Problem details ▸
Select each line in the records below that contains the word "window", and copy those lines.

[START OF Information supplied]

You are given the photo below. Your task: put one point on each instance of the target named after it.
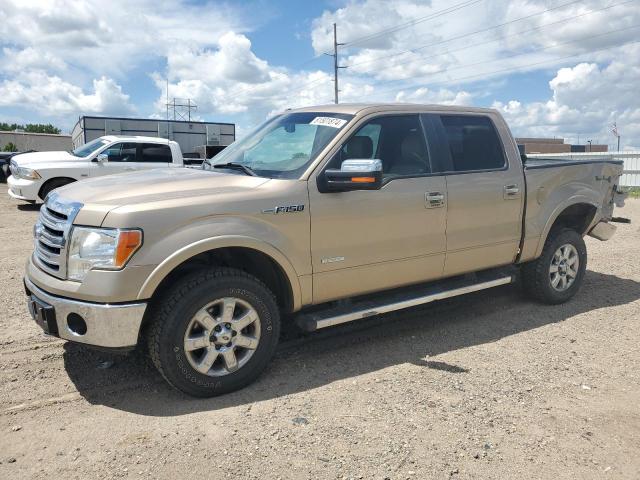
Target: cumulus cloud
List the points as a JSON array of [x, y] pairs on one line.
[[74, 57], [53, 96], [585, 100]]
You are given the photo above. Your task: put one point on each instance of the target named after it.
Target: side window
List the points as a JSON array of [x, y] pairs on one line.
[[121, 152], [473, 143], [398, 141], [155, 152]]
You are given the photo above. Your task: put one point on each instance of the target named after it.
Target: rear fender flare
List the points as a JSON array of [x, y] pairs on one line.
[[574, 200]]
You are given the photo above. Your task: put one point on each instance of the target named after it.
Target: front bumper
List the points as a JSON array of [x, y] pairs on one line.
[[22, 189], [99, 324]]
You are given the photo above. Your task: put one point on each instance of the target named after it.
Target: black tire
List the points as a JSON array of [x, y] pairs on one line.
[[51, 185], [536, 277], [171, 317]]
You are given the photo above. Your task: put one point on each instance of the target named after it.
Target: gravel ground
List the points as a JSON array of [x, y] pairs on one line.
[[485, 386]]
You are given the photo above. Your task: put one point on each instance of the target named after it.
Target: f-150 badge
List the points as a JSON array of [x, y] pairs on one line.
[[284, 209]]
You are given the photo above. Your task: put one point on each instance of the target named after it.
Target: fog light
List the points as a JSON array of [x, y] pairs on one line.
[[76, 324]]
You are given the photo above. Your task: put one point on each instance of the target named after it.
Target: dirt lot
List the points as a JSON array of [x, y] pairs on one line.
[[485, 386]]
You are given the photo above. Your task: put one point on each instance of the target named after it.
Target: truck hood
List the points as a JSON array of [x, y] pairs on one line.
[[35, 158], [158, 185]]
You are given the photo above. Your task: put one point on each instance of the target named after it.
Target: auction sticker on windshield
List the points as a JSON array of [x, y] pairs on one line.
[[328, 122]]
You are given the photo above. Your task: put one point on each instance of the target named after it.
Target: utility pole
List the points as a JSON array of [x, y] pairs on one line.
[[336, 67]]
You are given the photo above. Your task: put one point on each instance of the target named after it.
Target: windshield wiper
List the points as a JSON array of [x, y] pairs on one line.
[[236, 166]]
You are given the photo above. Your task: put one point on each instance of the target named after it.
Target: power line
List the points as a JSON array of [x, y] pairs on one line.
[[416, 21], [572, 17], [494, 27], [540, 27], [505, 70], [458, 67], [439, 13]]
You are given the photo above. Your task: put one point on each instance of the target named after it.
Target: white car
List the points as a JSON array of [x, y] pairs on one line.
[[34, 175]]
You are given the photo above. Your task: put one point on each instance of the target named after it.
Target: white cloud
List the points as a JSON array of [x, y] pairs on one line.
[[586, 99], [53, 96], [72, 57]]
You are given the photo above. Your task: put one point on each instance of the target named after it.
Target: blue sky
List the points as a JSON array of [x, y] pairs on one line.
[[553, 67]]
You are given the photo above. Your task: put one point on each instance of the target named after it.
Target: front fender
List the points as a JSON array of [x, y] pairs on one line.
[[207, 244]]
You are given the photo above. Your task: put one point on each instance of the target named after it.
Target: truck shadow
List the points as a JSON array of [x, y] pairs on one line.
[[413, 336]]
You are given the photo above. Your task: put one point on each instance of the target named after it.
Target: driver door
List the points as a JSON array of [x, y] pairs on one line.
[[369, 240]]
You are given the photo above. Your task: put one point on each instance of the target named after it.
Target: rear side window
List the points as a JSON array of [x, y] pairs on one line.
[[155, 152], [122, 152], [473, 143]]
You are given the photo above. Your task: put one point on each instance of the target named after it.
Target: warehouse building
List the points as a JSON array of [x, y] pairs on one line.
[[203, 139], [555, 145], [40, 142]]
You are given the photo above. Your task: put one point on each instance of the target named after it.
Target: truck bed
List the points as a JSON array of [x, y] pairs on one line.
[[553, 162]]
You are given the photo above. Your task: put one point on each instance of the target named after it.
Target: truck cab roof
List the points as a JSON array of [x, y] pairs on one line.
[[364, 108], [137, 138]]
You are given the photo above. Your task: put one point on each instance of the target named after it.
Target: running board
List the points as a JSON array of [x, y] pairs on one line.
[[312, 321]]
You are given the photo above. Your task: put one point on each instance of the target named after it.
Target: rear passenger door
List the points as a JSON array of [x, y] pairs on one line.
[[368, 240], [484, 193]]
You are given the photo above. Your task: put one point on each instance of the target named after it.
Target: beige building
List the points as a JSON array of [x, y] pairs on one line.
[[40, 142], [555, 145]]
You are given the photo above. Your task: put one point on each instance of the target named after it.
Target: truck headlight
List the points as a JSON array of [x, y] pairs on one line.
[[26, 173], [100, 248]]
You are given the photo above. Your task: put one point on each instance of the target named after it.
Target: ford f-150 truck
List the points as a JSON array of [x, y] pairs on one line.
[[34, 175], [321, 216]]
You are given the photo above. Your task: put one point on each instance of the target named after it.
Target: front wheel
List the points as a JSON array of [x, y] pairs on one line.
[[215, 333], [557, 274]]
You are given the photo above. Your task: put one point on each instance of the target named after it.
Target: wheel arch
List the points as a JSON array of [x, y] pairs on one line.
[[257, 258], [577, 213], [47, 183]]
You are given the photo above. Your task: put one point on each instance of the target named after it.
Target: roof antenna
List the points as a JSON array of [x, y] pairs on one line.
[[168, 143]]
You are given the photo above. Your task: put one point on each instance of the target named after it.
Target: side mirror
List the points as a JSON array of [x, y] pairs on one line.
[[356, 174]]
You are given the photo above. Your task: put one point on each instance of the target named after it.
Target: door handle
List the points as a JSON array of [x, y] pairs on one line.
[[434, 199], [511, 192]]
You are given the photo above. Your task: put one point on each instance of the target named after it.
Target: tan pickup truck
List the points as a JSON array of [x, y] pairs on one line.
[[321, 216]]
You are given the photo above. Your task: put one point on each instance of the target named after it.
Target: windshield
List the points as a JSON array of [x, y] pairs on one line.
[[284, 146], [89, 148]]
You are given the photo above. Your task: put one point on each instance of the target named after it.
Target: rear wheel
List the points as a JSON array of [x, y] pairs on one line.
[[557, 274], [215, 333]]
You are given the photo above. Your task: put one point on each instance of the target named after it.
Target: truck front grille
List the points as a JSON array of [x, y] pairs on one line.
[[51, 234]]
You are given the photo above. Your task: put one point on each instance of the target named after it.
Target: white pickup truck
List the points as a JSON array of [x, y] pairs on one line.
[[34, 175]]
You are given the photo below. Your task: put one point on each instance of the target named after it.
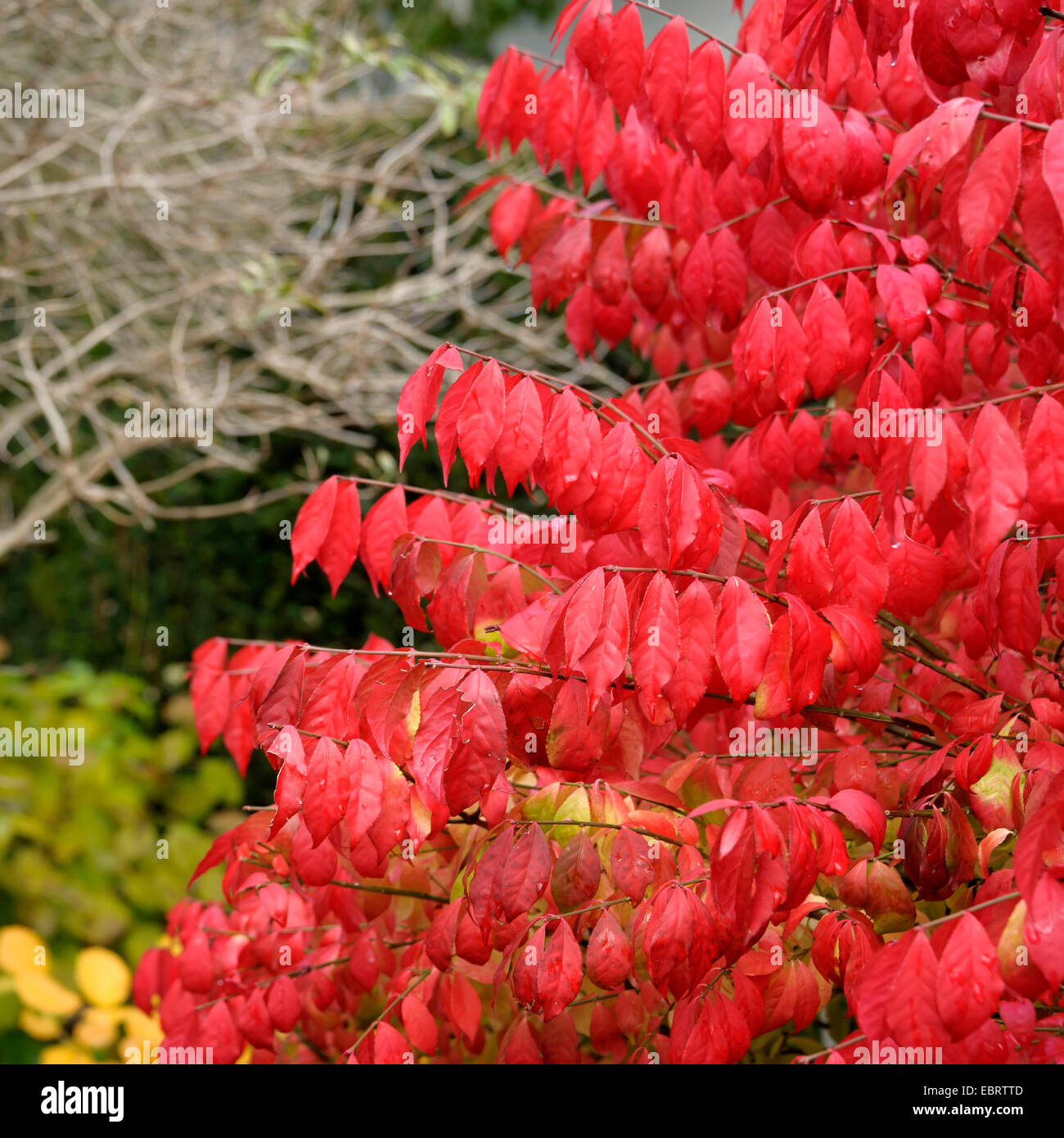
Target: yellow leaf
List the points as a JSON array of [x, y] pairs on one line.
[[64, 1053], [142, 1027], [102, 975], [43, 994], [18, 947], [38, 1027], [97, 1027]]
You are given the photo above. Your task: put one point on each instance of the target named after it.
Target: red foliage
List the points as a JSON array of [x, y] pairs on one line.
[[769, 712]]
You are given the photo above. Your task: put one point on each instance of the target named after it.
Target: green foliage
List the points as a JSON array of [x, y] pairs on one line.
[[79, 855]]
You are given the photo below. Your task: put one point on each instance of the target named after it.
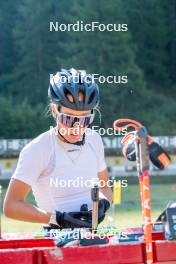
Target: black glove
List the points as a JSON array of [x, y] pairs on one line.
[[103, 206], [74, 219], [158, 156]]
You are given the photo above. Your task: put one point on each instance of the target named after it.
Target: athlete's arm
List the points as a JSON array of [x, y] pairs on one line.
[[17, 208], [105, 190]]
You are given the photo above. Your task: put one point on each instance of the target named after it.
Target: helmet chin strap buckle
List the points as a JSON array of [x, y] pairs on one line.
[[78, 143]]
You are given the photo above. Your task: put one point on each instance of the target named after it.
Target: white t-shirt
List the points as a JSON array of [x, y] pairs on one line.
[[61, 174]]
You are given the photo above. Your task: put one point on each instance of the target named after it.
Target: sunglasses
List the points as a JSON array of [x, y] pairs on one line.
[[72, 120]]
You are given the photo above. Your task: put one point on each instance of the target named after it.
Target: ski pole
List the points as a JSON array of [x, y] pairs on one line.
[[142, 163], [95, 199]]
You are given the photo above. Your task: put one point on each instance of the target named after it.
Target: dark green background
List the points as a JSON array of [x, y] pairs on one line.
[[29, 52]]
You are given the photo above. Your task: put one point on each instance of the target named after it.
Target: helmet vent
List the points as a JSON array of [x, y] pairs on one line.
[[91, 97]]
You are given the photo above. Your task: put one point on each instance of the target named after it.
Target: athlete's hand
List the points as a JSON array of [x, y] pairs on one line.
[[74, 219], [103, 206]]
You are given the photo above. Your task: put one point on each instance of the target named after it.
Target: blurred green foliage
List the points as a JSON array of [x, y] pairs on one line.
[[146, 53]]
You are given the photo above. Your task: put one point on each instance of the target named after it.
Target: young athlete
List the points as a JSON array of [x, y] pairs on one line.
[[61, 164]]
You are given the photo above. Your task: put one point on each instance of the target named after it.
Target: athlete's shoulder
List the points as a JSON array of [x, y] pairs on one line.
[[40, 142]]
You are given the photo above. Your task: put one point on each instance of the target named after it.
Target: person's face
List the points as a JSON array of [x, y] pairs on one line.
[[71, 134]]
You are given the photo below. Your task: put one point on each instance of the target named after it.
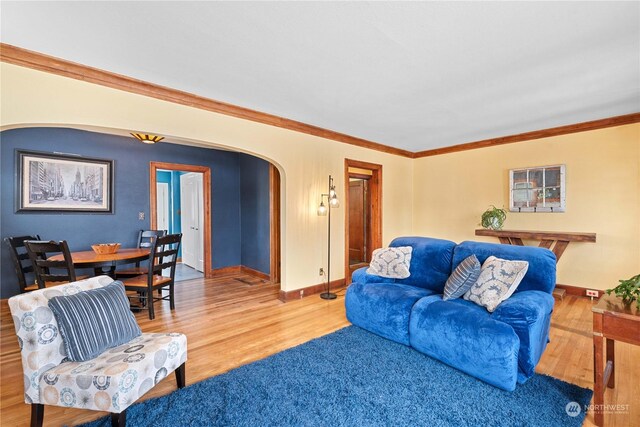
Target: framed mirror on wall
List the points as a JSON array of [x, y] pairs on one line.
[[537, 189]]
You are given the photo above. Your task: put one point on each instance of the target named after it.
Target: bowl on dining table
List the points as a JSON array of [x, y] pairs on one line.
[[105, 248]]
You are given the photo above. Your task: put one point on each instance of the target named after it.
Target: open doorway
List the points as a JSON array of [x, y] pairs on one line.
[[363, 210], [181, 203]]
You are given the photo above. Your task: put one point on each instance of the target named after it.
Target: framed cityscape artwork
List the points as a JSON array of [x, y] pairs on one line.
[[63, 183]]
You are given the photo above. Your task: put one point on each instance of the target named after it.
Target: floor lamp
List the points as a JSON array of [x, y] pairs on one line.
[[332, 203]]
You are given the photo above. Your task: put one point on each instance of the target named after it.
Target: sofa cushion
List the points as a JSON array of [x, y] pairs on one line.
[[383, 308], [392, 263], [361, 275], [118, 377], [465, 336], [498, 279], [93, 321], [541, 275], [462, 279], [430, 262], [529, 314]]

[END OF Information supplied]

Response to the task ▸
Target: side window
Target: rear side window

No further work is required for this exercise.